[SUPPLIED DATA start]

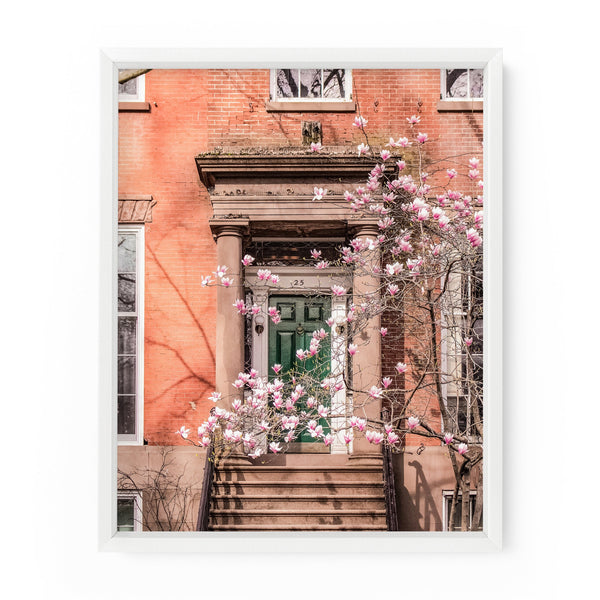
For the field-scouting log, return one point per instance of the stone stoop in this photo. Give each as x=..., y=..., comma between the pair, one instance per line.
x=298, y=493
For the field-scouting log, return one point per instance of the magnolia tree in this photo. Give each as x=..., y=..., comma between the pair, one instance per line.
x=426, y=265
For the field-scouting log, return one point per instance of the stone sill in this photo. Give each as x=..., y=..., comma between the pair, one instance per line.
x=134, y=106
x=460, y=106
x=311, y=106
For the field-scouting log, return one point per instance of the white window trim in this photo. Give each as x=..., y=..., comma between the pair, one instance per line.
x=451, y=99
x=446, y=494
x=137, y=508
x=136, y=439
x=141, y=91
x=346, y=98
x=300, y=281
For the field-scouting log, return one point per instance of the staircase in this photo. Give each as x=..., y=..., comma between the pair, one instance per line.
x=299, y=492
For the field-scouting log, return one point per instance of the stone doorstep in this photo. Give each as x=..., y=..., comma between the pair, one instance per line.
x=240, y=489
x=305, y=503
x=298, y=528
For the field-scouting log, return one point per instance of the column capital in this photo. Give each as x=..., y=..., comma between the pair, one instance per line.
x=235, y=226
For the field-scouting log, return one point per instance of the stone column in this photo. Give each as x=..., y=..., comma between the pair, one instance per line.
x=230, y=325
x=366, y=363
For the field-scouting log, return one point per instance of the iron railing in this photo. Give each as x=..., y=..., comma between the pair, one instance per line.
x=207, y=481
x=389, y=483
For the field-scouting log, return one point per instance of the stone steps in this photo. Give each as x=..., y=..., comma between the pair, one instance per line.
x=327, y=494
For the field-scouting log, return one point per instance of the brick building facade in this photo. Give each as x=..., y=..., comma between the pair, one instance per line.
x=210, y=157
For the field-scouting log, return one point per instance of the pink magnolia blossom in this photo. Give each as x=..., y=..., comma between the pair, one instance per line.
x=401, y=368
x=319, y=193
x=375, y=392
x=221, y=270
x=240, y=306
x=359, y=122
x=393, y=438
x=374, y=437
x=412, y=422
x=362, y=149
x=183, y=432
x=358, y=423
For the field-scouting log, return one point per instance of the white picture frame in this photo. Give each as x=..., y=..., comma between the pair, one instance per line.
x=490, y=539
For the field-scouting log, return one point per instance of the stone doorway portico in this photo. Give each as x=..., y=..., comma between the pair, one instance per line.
x=270, y=197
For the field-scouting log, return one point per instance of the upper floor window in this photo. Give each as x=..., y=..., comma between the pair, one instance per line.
x=311, y=84
x=462, y=84
x=130, y=334
x=132, y=90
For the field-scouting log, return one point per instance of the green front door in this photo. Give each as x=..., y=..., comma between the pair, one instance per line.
x=300, y=316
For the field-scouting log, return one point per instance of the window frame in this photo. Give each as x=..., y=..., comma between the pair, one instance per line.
x=443, y=91
x=140, y=96
x=347, y=84
x=137, y=509
x=454, y=356
x=447, y=498
x=137, y=438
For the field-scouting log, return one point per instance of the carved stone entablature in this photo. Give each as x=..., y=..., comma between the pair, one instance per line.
x=274, y=189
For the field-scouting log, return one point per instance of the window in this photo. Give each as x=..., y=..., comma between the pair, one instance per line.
x=463, y=317
x=132, y=90
x=130, y=334
x=462, y=84
x=311, y=84
x=447, y=495
x=129, y=511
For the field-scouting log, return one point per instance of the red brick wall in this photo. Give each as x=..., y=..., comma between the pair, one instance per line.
x=194, y=111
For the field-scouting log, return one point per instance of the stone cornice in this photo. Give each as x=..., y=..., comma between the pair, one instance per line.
x=215, y=167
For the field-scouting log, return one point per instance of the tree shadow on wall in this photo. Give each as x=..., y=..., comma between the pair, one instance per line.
x=418, y=510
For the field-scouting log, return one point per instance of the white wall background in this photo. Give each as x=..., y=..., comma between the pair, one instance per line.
x=49, y=136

[SUPPLIED DATA end]

Turn every line of the data above into a numbered list, skipping blank lines and leaving the pictures out.

1. For the field-scouting log, return one point per instance of the stone stoop in this photo. Give each as x=..., y=..., comma between the pair, one instance per line.
2. x=298, y=493
3. For the field-scouting log, return one point per instance of the magnolia tree in this photo. Give each as x=..., y=..., comma between the pair, one instance per line.
4. x=426, y=265
5. For the field-scouting log, return one point per instance of the stone sill in this photo. Give each as x=..., y=..., comma between the pair, one instance per line.
6. x=134, y=106
7. x=460, y=106
8. x=311, y=106
9. For the field-scouting log, return one point per instance of the white window trim in this photo. Give each as x=..., y=..., comma between the pair, one instance per line.
10. x=451, y=99
11. x=446, y=494
12. x=137, y=508
13. x=136, y=439
14. x=141, y=91
15. x=346, y=98
16. x=300, y=281
17. For the field-scouting log, return one point per instance of the staircase in this photo. Give each as x=..., y=..., comma between the pair, one instance per line.
18. x=299, y=492
19. For the field-scouting log, return one point per instance of the stone doorstep in this photo. Give each as x=..., y=..., comma between the pair, one instance per line.
20. x=240, y=489
21. x=305, y=503
22. x=298, y=528
23. For the field-scouting log, return one point per instance of the column capital in this photo. Give each as x=..., y=..., comma between the pair, one instance per line.
24. x=235, y=226
25. For the field-scouting log, return one point per instance of the stone column in this photo. Give each as x=..., y=..., comma between the pair, one instance per line.
26. x=230, y=325
27. x=366, y=363
28. For the field-scouting log, return one point per instance of the iron railing in this photo. Give each as x=..., y=..., comma between the pair, one instance per line.
29. x=207, y=481
30. x=389, y=483
31. For the field-scouting log, return one point per instance of the stone steps in this photo. Give each as x=..., y=..., comma between the pair, one instance per line.
32. x=327, y=494
33. For the field-scouting log, return one point per instance of the brick building facade in this photo. Give each as x=..., y=..., comma between the pair, one instance per line.
34. x=210, y=157
35. For the field-scouting log, return one point per instance of the pink magnolia blossom in this photo. Give each as x=..., y=..., comma between the pair, one instance per line.
36. x=401, y=368
37. x=319, y=193
38. x=375, y=392
39. x=221, y=270
40. x=240, y=306
41. x=359, y=122
42. x=393, y=438
43. x=374, y=437
44. x=412, y=422
45. x=362, y=149
46. x=183, y=432
47. x=358, y=423
48. For the field-scouting log, return one point per instance of the white picture frame in this photo. Give each as x=..., y=..., comma between the pair, one instance per line.
49. x=490, y=539
50. For the field-scouting log, return one point per instance of the stone doorway portico in this photo. Give each as x=..., y=..., comma between the pair, one instance per line.
51. x=270, y=197
52. For the field-scouting log, return one point per instance of the upper floor window in this photo. Give each as x=..., y=..., comma between the pair, one instance per line.
53. x=311, y=84
54. x=462, y=84
55. x=130, y=334
56. x=132, y=90
57. For the field-scouting log, return one point per instance of the green front door in this photo. Give each as x=..., y=..., comma between the pair, one instance per line.
58. x=300, y=316
59. For the field-scouting log, return one point per instance of the window frame in this photo. Give each as x=..., y=..., comma between the pair, one instance per line.
60. x=443, y=91
61. x=140, y=96
62. x=347, y=84
63. x=137, y=509
64. x=454, y=356
65. x=447, y=498
66. x=137, y=438
67. For the field-scouting log, return one point per instance of the carved stone entablature in this photo. Give each as x=..., y=..., comma between the pair, one instance per line.
68. x=274, y=189
69. For the field-scouting log, return one point per instance of the window in this photo. Give each as x=..., y=..., comma between the pair, one instance per line.
70. x=463, y=317
71. x=132, y=90
72. x=130, y=334
73. x=462, y=84
74. x=311, y=84
75. x=447, y=495
76. x=129, y=511
77. For the field-scouting log, return one point per instance of the red brick wall in this photo. Give each as x=..., y=..., comma between the pair, one instance per line.
78. x=194, y=111
79. For the field-scouting log, return one point per instance of the stone cornice in this photo. Give each as x=..., y=..., comma between the pair, one instance per line.
80. x=215, y=167
81. For the field-scouting log, return one point per instance of the tree shadow on wall in this photo. Give each as x=..., y=..., comma between the pair, one instance per line.
82. x=418, y=510
83. For the field-scouting log, return one point per instance of the white wall background in this photo. Give each as x=..., y=..., comma between the pair, one instance per line.
84. x=49, y=136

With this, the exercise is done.